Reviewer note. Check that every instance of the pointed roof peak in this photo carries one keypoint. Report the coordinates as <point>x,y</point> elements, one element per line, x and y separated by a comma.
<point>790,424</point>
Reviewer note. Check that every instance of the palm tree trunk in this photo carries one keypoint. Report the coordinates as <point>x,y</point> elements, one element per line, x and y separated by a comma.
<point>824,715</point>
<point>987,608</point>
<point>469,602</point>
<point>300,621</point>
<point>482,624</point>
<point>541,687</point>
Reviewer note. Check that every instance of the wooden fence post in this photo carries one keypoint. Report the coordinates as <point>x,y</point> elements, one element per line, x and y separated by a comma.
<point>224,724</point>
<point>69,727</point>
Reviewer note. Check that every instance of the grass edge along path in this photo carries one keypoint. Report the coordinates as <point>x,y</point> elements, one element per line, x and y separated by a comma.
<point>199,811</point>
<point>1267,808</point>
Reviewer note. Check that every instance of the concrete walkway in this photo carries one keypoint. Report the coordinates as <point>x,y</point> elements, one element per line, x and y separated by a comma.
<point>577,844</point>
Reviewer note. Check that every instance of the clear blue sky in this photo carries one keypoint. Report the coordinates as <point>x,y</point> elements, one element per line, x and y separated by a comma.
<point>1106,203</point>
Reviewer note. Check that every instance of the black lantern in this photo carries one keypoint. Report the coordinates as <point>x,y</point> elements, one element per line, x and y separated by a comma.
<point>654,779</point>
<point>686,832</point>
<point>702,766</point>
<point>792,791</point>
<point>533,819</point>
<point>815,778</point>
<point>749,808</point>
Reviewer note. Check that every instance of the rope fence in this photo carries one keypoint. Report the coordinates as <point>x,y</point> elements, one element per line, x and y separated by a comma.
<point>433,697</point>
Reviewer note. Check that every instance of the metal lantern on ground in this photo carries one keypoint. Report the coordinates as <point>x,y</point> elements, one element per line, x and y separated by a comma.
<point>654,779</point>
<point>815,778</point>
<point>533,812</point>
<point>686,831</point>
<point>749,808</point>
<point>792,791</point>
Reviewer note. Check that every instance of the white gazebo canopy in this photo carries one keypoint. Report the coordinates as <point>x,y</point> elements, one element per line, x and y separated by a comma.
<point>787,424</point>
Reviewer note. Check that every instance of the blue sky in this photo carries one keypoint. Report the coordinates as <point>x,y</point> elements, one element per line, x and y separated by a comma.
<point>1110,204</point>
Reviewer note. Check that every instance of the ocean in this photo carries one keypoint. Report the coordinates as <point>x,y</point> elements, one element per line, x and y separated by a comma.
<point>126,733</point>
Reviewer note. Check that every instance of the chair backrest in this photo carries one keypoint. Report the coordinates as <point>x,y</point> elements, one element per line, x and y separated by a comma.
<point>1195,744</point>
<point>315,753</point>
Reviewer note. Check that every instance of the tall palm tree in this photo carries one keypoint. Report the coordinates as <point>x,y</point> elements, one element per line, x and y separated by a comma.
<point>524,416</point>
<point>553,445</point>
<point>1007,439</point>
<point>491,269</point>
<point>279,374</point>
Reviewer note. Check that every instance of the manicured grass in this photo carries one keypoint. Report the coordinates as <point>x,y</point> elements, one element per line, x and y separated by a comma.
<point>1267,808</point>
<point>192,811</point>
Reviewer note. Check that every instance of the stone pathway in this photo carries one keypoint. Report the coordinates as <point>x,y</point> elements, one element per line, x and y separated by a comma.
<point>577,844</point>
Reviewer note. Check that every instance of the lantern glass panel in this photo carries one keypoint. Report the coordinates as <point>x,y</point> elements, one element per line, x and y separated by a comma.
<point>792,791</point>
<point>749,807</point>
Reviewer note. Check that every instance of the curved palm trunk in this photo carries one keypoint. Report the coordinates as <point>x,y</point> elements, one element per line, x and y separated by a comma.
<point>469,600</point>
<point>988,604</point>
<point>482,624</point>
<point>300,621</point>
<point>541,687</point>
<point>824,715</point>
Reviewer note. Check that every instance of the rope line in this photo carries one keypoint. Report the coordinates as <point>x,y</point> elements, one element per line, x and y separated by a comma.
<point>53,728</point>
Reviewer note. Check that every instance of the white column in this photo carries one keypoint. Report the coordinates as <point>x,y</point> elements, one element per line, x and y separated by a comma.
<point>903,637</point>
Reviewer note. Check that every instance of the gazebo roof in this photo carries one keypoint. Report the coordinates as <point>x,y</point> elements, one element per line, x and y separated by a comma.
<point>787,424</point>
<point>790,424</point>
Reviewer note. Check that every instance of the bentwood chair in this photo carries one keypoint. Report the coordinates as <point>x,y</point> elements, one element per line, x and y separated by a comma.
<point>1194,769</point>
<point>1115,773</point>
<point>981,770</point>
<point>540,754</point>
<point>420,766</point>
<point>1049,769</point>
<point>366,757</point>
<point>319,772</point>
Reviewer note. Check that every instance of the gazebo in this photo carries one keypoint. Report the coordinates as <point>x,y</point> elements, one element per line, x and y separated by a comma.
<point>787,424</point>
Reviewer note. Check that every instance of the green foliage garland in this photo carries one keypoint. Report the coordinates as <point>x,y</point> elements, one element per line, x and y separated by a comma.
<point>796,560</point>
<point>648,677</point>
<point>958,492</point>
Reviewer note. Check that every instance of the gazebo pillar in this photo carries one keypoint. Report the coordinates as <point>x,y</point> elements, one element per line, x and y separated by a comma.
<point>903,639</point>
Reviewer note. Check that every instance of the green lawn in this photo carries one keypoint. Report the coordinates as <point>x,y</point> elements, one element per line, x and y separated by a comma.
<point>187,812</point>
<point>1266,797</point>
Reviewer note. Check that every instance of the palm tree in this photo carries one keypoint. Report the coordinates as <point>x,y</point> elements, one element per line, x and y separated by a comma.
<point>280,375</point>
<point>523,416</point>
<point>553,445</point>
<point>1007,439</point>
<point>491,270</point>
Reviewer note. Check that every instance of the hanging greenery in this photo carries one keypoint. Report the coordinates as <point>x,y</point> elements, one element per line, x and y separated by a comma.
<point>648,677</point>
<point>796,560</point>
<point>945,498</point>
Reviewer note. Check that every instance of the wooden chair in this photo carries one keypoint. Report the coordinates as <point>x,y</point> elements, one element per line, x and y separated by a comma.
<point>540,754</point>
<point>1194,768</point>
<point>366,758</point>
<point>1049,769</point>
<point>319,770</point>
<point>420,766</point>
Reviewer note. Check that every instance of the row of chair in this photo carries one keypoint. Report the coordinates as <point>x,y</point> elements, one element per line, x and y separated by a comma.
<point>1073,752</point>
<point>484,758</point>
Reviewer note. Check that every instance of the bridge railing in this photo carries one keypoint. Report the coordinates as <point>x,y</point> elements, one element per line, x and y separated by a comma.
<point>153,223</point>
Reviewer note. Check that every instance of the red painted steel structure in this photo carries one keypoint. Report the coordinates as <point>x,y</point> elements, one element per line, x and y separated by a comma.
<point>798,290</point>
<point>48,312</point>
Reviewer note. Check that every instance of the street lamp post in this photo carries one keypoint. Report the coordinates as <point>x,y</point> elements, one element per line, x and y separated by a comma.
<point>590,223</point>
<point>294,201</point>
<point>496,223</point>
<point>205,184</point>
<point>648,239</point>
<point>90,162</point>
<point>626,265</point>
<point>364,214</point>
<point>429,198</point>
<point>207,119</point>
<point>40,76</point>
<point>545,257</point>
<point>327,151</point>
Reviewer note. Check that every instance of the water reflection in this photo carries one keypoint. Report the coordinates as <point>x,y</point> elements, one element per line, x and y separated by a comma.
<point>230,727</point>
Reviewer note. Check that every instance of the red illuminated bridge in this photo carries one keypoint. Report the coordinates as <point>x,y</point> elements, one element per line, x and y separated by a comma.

*Task instructions*. Repeat, without changes, every line from the one that contains "Reviewer note. Check that every instance of the street" through the final line of the data.

*Solution*.
Reviewer note. Check that every instance of the street lamp post in this photo carries one keypoint. Report the coordinates as <point>x,y</point> elements, one element per line, x and y separated by a comma.
<point>590,223</point>
<point>294,201</point>
<point>496,223</point>
<point>205,184</point>
<point>648,239</point>
<point>90,162</point>
<point>626,265</point>
<point>364,214</point>
<point>429,198</point>
<point>207,119</point>
<point>40,76</point>
<point>545,257</point>
<point>327,151</point>
Reviewer note. Check that every instance of the water reflection in this photo carries one keypoint. Report the coordinates as <point>x,y</point> elements, one element per line, x and y separated by a comma.
<point>230,727</point>
Reviewer note. Check that every instance of the red illuminated bridge in this photo carries one keypoint. Report the coordinates as <point>x,y</point> elements, one element per line, x and y separated by a comma.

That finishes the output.